WHAT NEEDS TO BE DONE
Produce an exact copy of the lines from the line containing "JSON array; each" through the last line of the entries below, and only those lines.
***** DATASET RECORDS
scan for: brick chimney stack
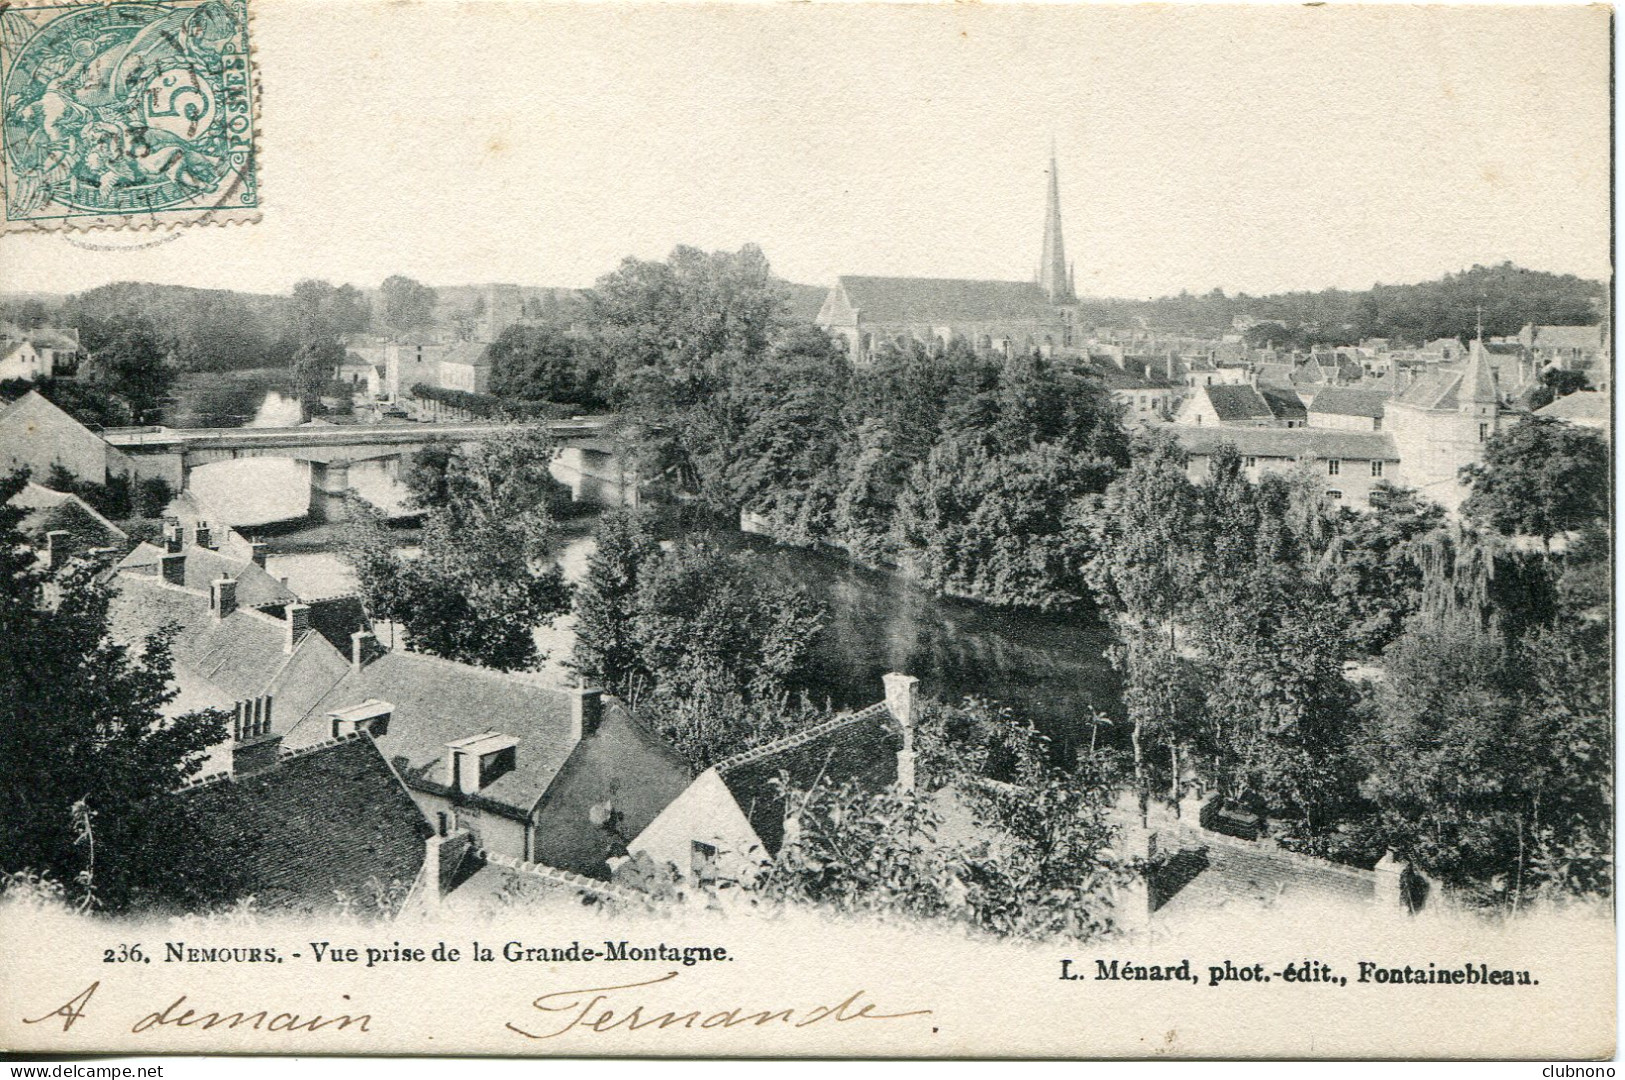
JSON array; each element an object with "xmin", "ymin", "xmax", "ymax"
[
  {"xmin": 284, "ymin": 602, "xmax": 311, "ymax": 653},
  {"xmin": 160, "ymin": 551, "xmax": 186, "ymax": 585},
  {"xmin": 210, "ymin": 577, "xmax": 237, "ymax": 620},
  {"xmin": 230, "ymin": 696, "xmax": 281, "ymax": 776},
  {"xmin": 882, "ymin": 672, "xmax": 919, "ymax": 791},
  {"xmin": 568, "ymin": 685, "xmax": 603, "ymax": 742},
  {"xmin": 194, "ymin": 521, "xmax": 213, "ymax": 550},
  {"xmin": 163, "ymin": 521, "xmax": 183, "ymax": 554},
  {"xmin": 249, "ymin": 541, "xmax": 269, "ymax": 567}
]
**********
TASK RESULT
JSON array; each element an object with "xmin", "ymin", "xmax", "ymax"
[
  {"xmin": 284, "ymin": 602, "xmax": 311, "ymax": 653},
  {"xmin": 160, "ymin": 551, "xmax": 186, "ymax": 585},
  {"xmin": 210, "ymin": 577, "xmax": 237, "ymax": 620},
  {"xmin": 230, "ymin": 696, "xmax": 281, "ymax": 776},
  {"xmin": 882, "ymin": 672, "xmax": 919, "ymax": 791},
  {"xmin": 568, "ymin": 685, "xmax": 603, "ymax": 742},
  {"xmin": 194, "ymin": 521, "xmax": 213, "ymax": 550},
  {"xmin": 163, "ymin": 521, "xmax": 183, "ymax": 554},
  {"xmin": 249, "ymin": 541, "xmax": 269, "ymax": 567}
]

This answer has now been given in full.